*Gestelde opdracht*:
Bewerk de onderstaande regels door overal "Please tag" te vervangen door "Please mark". Geef alle regels opnieuw weer en laat al het overige ongewijzigd.

*Aangeleverde gegevens*:
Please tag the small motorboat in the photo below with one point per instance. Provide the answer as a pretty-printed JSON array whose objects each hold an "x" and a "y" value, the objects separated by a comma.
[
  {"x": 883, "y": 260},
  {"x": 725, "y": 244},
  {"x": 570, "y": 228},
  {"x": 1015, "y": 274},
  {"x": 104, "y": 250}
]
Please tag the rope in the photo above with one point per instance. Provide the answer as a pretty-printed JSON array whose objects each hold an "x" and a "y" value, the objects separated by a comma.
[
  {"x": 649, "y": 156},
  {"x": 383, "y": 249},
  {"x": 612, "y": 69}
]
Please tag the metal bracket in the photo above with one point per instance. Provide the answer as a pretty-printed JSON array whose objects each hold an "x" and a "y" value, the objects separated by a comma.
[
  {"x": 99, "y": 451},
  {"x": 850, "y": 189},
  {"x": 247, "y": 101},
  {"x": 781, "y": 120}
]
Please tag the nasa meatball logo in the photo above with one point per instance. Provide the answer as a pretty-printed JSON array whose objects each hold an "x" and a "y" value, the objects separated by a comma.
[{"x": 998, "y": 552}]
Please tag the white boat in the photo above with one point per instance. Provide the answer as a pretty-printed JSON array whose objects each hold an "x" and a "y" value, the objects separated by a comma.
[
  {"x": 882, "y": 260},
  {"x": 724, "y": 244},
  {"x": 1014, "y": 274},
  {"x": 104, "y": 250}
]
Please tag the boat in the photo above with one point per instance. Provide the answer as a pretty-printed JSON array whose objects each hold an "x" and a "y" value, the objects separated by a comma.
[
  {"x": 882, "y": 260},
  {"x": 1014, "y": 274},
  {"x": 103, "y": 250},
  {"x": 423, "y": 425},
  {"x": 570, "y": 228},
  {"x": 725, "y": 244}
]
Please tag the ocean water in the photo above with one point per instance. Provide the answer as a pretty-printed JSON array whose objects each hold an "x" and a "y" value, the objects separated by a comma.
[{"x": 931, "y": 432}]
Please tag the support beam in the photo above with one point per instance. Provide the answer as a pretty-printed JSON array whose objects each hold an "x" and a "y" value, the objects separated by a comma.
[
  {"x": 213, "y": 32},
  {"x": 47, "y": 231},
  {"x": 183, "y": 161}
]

*Antwoord op opdracht*:
Please mark the small motorboat in the photo below with one point per instance. Provide the answer as a pretty-printed JSON array whose objects each hold an "x" and a "y" value, the objects separated by a comma.
[
  {"x": 883, "y": 260},
  {"x": 725, "y": 244},
  {"x": 570, "y": 228},
  {"x": 1015, "y": 274},
  {"x": 104, "y": 250}
]
Please mark the rope in the photo above with one point per instance. Provide the answer as a pretty-printed JSON array whose objects each hold an "x" and a "y" value, the objects separated by a comma.
[
  {"x": 649, "y": 156},
  {"x": 383, "y": 249},
  {"x": 612, "y": 69}
]
Please mark the metal bracket in the photo above with one point per instance. Provide the answer as a pretty-printed JSON array whose objects each hold an "x" and a "y" value, the objects separated by a comma.
[
  {"x": 99, "y": 451},
  {"x": 850, "y": 189},
  {"x": 247, "y": 101},
  {"x": 781, "y": 120}
]
Please mark the nasa meatball logo in the photo above with one point per instance. Provide the answer as a pretty-printed JSON array whose objects each hold an "x" and a "y" value, the objects separated by a comma.
[{"x": 998, "y": 552}]
Please mark the white boat in the photo above with one point per instance. Provide the answer as a pretty-printed JSON array whose objects each hold an "x" and a "y" value, the objects separated by a comma.
[
  {"x": 882, "y": 260},
  {"x": 724, "y": 244},
  {"x": 1014, "y": 274},
  {"x": 104, "y": 250}
]
Please mark the boat in the photo above with one point per instance. Provide the answer as a pretty-printed JSON array whose objects each hold an "x" and a "y" value, the objects separated by a comma.
[
  {"x": 882, "y": 260},
  {"x": 1014, "y": 274},
  {"x": 103, "y": 250},
  {"x": 423, "y": 425},
  {"x": 570, "y": 228},
  {"x": 725, "y": 244}
]
Please mark the ocean water in the photo above with one point per instance. Provide the answer as a pretty-printed JSON array whose objects each hold an "x" and a "y" value, the objects separated by a comma.
[{"x": 931, "y": 432}]
Please mark the support beam in the photo above with one point per instance. Provide the answer as a pretty-printed JSON array whose objects each hold an "x" and a "y" value, the objects separated by a comma.
[
  {"x": 213, "y": 32},
  {"x": 47, "y": 231},
  {"x": 183, "y": 161}
]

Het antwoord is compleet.